→ 出題内容 1
下のページ抜粋のうち、「2024-06-29 01:26:56 | 本/小説:外国」から「はより深くなっているようだ。」までを一字も変えずに書き写してください。

→ ページ抜粋
--------------------------------------------------

かりそめの旅

うるわしき 春をとどめるすべもなし 思えばかりそめの 旅と知るらむ――雲は流れ、季節は変わる。旅は過ぎゆく人生の一こま。

エマニュエル・トッド……が示す、「人類の終着点」

2024-06-29 01:26:56 | 本/小説:外国
 *世界はどこへ向かっているのか?

 現在、世界がどう動き、どうなるのかは予測がつかない。
 予期せぬパンデミック(世界的感染症流行)が終息したかと思うと、ロシアのウクライナ侵攻、それにイスラエルとパレスチナ・ハマスとの戦闘状態は終息の目途を見ない。
 今まで世界をリードしてきたアメリカは、明らかにかつての強い影響力を失くしていて、前大統領トランプの出現以来、米国民の分断はより深くなっているようだ。

--------------------------------------------------

→ 出題内容 2
下の記録で「camouflage」という文字列を含む行が何行あるかを数え、その数だけを答えてください。大文字と小文字は区別します。

→ 課題データ
--------------------------------------------------

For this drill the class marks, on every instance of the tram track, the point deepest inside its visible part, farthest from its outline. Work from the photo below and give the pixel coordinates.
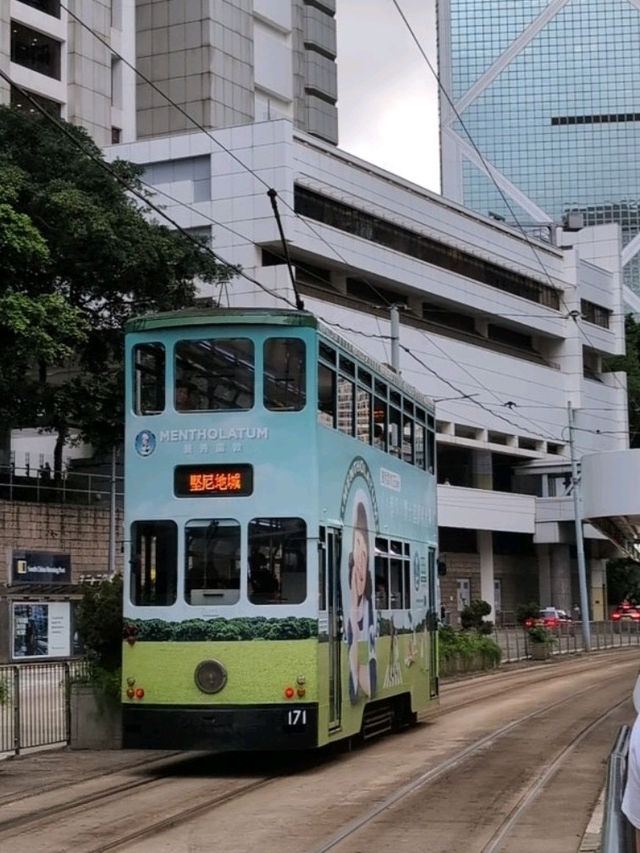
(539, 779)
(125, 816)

--------------------------------------------------

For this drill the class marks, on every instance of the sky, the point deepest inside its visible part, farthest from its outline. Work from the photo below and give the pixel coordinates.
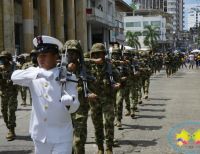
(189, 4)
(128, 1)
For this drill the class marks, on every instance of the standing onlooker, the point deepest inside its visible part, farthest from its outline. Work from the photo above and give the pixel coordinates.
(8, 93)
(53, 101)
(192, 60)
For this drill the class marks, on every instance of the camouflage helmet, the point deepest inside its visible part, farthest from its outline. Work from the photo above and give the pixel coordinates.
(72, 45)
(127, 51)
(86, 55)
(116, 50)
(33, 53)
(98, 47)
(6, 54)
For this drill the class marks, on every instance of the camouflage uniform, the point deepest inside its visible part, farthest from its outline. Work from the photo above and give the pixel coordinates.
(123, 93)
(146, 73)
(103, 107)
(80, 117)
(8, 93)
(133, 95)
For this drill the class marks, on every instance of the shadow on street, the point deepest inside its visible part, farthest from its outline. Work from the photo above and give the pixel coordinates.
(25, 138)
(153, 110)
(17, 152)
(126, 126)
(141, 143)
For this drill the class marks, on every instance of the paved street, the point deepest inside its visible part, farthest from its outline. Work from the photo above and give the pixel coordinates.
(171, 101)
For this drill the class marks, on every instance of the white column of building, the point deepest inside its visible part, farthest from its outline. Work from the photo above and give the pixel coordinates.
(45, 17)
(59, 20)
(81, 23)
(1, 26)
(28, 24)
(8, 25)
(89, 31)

--------------------------------------------------

→ 練習の解答 1
2024-06-29 01:26:56 | 本/小説:外国
 *世界はどこへ向かっているのか?

 現在、世界がどう動き、どうなるのかは予測がつかない。
 予期せぬパンデミック(世界的感染症流行)が終息したかと思うと、ロシアのウクライナ侵攻、それにイスラエルとパレスチナ・ハマスとの戦闘状態は終息の目途を見ない。
 今まで世界をリードしてきたアメリカは、明らかにかつての強い影響力を失くしていて、前大統領トランプの出現以来、米国民の分断はより深くなっているようだ。

→ 練習の解答 2
2